Pointing records

- - - - - - -

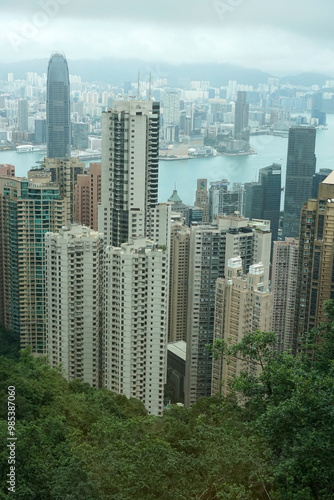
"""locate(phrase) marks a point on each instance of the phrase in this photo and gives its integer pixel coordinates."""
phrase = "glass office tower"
(58, 118)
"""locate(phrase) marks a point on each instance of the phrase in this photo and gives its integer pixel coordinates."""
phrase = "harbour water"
(183, 174)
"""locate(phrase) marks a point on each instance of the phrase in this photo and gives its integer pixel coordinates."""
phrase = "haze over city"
(288, 38)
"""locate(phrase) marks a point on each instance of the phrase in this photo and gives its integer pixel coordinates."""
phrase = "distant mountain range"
(116, 71)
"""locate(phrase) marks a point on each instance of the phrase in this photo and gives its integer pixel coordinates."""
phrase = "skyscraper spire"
(58, 118)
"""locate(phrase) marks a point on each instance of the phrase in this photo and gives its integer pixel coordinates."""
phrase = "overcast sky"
(285, 37)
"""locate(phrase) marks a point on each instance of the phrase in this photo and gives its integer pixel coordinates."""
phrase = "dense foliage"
(75, 442)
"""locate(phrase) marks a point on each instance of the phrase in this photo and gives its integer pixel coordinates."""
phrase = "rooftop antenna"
(138, 93)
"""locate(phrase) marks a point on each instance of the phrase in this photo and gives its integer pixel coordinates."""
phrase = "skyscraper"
(73, 307)
(28, 210)
(201, 199)
(178, 285)
(88, 196)
(135, 321)
(58, 116)
(242, 305)
(263, 199)
(241, 130)
(22, 109)
(210, 248)
(300, 168)
(283, 285)
(130, 149)
(65, 172)
(225, 202)
(315, 273)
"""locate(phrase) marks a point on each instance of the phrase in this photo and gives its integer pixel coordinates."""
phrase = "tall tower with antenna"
(58, 116)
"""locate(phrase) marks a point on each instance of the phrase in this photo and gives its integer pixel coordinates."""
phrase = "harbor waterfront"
(184, 174)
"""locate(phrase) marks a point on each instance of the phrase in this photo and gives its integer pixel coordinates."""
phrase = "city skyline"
(218, 31)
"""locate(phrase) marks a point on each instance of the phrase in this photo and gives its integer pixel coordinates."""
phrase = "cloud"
(276, 37)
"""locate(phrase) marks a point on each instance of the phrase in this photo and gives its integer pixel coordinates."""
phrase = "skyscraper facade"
(27, 211)
(225, 202)
(283, 286)
(315, 272)
(73, 307)
(135, 321)
(65, 172)
(263, 198)
(300, 168)
(242, 305)
(201, 199)
(58, 116)
(88, 196)
(210, 248)
(178, 284)
(241, 130)
(22, 109)
(130, 150)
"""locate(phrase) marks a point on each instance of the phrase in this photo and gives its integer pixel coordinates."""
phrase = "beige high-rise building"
(7, 169)
(242, 305)
(27, 211)
(135, 321)
(130, 151)
(73, 307)
(202, 200)
(178, 285)
(315, 274)
(283, 286)
(65, 173)
(210, 248)
(88, 196)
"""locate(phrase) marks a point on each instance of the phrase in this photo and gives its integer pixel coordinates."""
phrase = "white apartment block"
(73, 281)
(130, 149)
(242, 305)
(135, 321)
(178, 284)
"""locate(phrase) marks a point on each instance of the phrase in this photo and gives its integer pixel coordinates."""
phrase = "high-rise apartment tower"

- - - - - - -

**WHAT THE TASK REQUIRES**
Make an exact copy of the records above, with the pictures left out.

**PROBLEM SOLUTION**
"""locate(phrase) marks a point on each instance of the phrase in this photo and gives its integer pixel coordinates."""
phrase = "glass office tower"
(58, 118)
"""locate(phrase) marks a point on each instance of the phrase in this photo and gives its integer pixel coordinates."""
phrase = "harbour water"
(183, 174)
"""locate(phrase) marks a point on each instance of the phrase in this photo and gives its integer pixel coordinates."""
phrase = "haze over city"
(288, 38)
"""locate(phrase) marks a point on each instance of the phrase in this photo and gives its integer pixel coordinates."""
phrase = "distant mountain range"
(116, 71)
"""locate(phrase) marks a point on each instance of the phrase in this photo and gives its integer pixel coordinates."""
phrase = "skyscraper spire"
(58, 118)
"""locate(phrase) marks a point on each instance of the phrase in this photo and gives its integer pixel coordinates."""
phrase = "overcast sky"
(285, 37)
"""locate(phrase) marks a point on each instance of the phrase in this photo and gives its integer pixel coordinates."""
phrase = "dense foliage"
(75, 442)
"""locate(phrase) marks a point on each instance of the phrase in this photo and gives its integer pixel coordinates."""
phrase = "rooftop antenna"
(138, 93)
"""locate(phrase) marks a point on each instance of the phrase in this photo and gives its integer pixel coordinates."""
phrase = "skyscraper"
(73, 307)
(28, 210)
(201, 199)
(178, 285)
(88, 196)
(135, 321)
(58, 116)
(242, 305)
(263, 199)
(241, 130)
(22, 109)
(210, 248)
(300, 168)
(283, 285)
(130, 149)
(65, 172)
(225, 202)
(315, 273)
"""locate(phrase) marks a point on each instance of the phrase in this photo and gives its integer pixel coordinates."""
phrase = "tall tower with antenna"
(58, 116)
"""locate(phrase) marks a point on each instance of the phrase in this photo and gives its integer pixel coordinates."""
phrase = "harbor waterfront"
(184, 174)
"""locate(phrase) marks a point on each instance of the phrase in this photo and gives its integer pixel coordinates."""
phrase = "city skyline"
(218, 31)
"""locate(phrase) marks a point on each instance of the phrase in this photo and gives its integer pixel coordinates."""
phrase = "cloud"
(276, 37)
"""locate(phrase) marks a point on each instance of the phrase in this photo and gives its integer pixel coordinates."""
phrase = "skyscraper facade"
(27, 211)
(225, 202)
(283, 286)
(315, 272)
(73, 307)
(135, 321)
(65, 172)
(263, 198)
(300, 168)
(242, 305)
(201, 199)
(58, 116)
(88, 196)
(210, 248)
(178, 284)
(241, 130)
(22, 109)
(130, 150)
"""locate(phrase) marks a point on each instance of the phrase in this photo and gives its integer pixel coordinates."""
phrase = "beige high-rise building"
(7, 169)
(242, 305)
(27, 211)
(135, 321)
(130, 151)
(73, 307)
(202, 200)
(178, 285)
(315, 274)
(283, 286)
(65, 173)
(210, 248)
(88, 196)
"""locate(phrase) marks a point on each instance of the phrase in this photo and gives its integer pixel coordinates."""
phrase = "white apartment block"
(73, 281)
(130, 149)
(242, 305)
(135, 321)
(178, 284)
"""locate(phrase) marks a point on each instance of the phrase in this photo and gives its integer pixel coordinates."""
phrase = "high-rise apartment tower"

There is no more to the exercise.